The problem ▸
Pick up the forum thread below about upgrading an older computer's processor and video card, and continue it after its final sentence.

Reading passage ▸
========
Sorry guys, I was thinking of this thread instead. This one:http://www.techsupportforum.com/f210/upgrading-ram-problems-146434.html Ignore that last post. 

If you want to upgrade and keep this computer, then I would look at a good AGP video card like an X1650XT and a new processor like a Pentium 4 2.8 GHz or faster. But first you will want to make sure it is compatible. Look at the motherboard manual to see if it lists the fastest processor you can get.


----------



## smz (Mar 12, 2007)

I don't know if he needs to go the route of CPU upgrading. Funny how one part of everest report shows it as P4/2000 and another is P4/2.66 as the user lists. I was able to locate the actual manual for his board and it was tough on their horrible site. The manual revision must be old because according to the manual, 2.4ghz is the fastest CPU it will take. It also notes a maximum of 533fsb.

Unfortunately, their bios update page doesn't list any notes on the revision meaning it doesn't specify if a new bios is needed for support of a faster CPU. Though the last release was 2003. I would safe it's safe to say that if he has a 2.66 in there, that's pretty good.

According to Intel's site. The maximum CPU speed spec for the 533fsb is 3.06. Not a big jump from 2.66. Not to mention they are not listed as HT either.
========
Dataset entries ▸
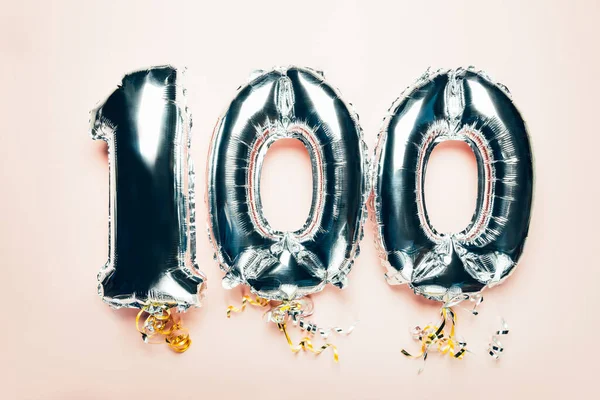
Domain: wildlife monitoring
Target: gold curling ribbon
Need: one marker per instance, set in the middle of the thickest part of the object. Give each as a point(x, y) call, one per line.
point(434, 336)
point(279, 315)
point(160, 326)
point(306, 345)
point(258, 301)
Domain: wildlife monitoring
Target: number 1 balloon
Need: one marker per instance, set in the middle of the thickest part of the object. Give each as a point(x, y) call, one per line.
point(461, 104)
point(151, 259)
point(283, 267)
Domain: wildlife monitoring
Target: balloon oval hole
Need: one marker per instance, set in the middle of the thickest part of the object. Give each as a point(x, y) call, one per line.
point(286, 185)
point(451, 186)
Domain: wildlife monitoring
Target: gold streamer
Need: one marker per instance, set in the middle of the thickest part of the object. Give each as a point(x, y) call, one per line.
point(280, 314)
point(258, 301)
point(434, 336)
point(160, 326)
point(306, 345)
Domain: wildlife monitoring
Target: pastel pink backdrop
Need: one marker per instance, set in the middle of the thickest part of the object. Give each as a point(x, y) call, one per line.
point(59, 341)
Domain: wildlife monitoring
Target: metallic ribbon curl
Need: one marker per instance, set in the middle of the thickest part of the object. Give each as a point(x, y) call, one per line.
point(294, 310)
point(160, 326)
point(495, 348)
point(306, 345)
point(258, 301)
point(435, 336)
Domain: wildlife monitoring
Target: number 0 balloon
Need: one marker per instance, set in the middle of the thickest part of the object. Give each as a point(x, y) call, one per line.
point(283, 267)
point(450, 267)
point(151, 259)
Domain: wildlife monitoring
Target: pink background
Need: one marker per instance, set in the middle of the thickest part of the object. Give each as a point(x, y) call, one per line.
point(59, 341)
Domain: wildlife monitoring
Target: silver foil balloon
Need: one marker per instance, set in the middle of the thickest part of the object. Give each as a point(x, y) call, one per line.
point(287, 103)
point(461, 104)
point(151, 257)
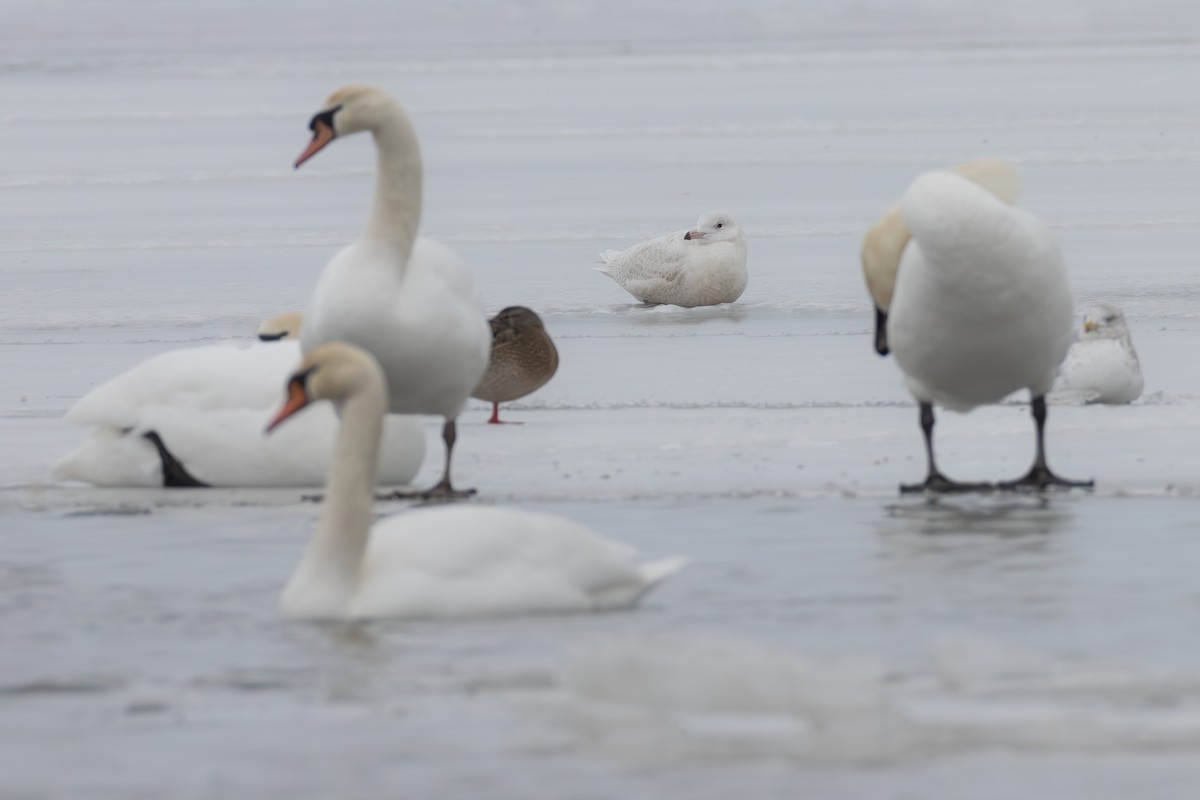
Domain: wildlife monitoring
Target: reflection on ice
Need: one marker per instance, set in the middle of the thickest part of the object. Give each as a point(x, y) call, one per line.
point(997, 515)
point(652, 701)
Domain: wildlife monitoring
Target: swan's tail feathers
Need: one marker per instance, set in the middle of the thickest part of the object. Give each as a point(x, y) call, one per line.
point(655, 572)
point(629, 593)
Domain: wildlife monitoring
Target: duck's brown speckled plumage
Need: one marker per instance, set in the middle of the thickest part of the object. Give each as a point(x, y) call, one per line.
point(523, 358)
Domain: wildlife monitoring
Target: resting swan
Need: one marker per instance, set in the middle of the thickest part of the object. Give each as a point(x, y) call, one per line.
point(195, 417)
point(411, 304)
point(435, 561)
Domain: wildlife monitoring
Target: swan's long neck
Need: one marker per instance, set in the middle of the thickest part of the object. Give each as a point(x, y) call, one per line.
point(334, 558)
point(396, 212)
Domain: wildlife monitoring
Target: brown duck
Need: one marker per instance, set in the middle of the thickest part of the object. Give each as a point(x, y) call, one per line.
point(523, 359)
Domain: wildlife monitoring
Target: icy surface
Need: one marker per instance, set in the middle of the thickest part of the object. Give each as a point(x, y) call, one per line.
point(828, 638)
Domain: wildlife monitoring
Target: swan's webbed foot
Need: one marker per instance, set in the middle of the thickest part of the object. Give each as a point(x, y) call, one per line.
point(937, 483)
point(1039, 479)
point(441, 493)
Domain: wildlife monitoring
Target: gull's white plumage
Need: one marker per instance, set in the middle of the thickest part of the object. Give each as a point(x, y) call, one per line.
point(702, 266)
point(209, 405)
point(1102, 366)
point(408, 301)
point(436, 561)
point(981, 307)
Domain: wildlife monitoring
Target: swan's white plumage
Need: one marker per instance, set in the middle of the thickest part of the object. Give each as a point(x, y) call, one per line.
point(408, 301)
point(436, 561)
point(420, 318)
point(887, 238)
point(981, 306)
point(1102, 366)
point(209, 405)
point(679, 271)
point(479, 561)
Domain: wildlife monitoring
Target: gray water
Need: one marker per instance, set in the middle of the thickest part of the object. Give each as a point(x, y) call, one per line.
point(827, 638)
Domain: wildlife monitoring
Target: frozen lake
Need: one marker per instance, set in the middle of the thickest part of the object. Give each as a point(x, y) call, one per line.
point(828, 638)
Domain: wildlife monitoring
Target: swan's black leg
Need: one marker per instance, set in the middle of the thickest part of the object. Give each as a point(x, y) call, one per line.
point(443, 489)
point(174, 474)
point(935, 481)
point(881, 331)
point(1039, 475)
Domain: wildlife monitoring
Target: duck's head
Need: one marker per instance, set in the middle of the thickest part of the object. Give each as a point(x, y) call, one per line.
point(353, 108)
point(1104, 322)
point(516, 318)
point(335, 372)
point(713, 227)
point(281, 326)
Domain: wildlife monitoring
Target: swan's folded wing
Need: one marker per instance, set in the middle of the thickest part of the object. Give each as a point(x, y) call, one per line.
point(205, 378)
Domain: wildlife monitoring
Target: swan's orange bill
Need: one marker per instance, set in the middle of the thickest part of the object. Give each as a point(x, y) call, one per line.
point(322, 134)
point(297, 401)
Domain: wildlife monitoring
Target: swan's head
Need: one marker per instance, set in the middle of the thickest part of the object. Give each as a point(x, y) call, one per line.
point(1104, 322)
point(713, 227)
point(334, 372)
point(516, 318)
point(281, 326)
point(349, 109)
========
The reply ▸
Just thought I would research that end of the spectrum. I don't have any
negative thoughts of your video card suggestion. I kind of lost track of any of
the high performance AGP cards a while ago when I switched to PCI-E.



TheMatt said:


> Sorry guys, I was thinking of this thread instead. This one:http://www.techsupportforum.com/f210/upgrading-ram-problems-146434.html Ignore that last post.
> 
> If you want to upgrade and keep this computer, then I would look at a good AGP video card like an X1650XT and a new processor like a Pentium 4 2.8 GHz or faster. But first you will want to make sure it is compatible. Look at the motherboard manual to see if it lists the fastest processor you can get.


----------



## TheMatt (May 9, 2006)

I would say the best card for that CPU would be a 7600GS AGP. Anything faster than that wouldn't make much of an improvement because of the CPU bottleneck.


----------



## Deleted090308 (Jan 25, 2007)

I agree - the 7600GS is the best choice for this computer.


----------



## smz (Mar 12, 2007)

Well that is a very respectful card. I will go with both you guys as what is optimized for what cpu as far as video cards and gaming in general isn't my forte... Let's say 3's a charm!!!!

Good Work Guy's with getting this user more info then he probably ever imagined he would get.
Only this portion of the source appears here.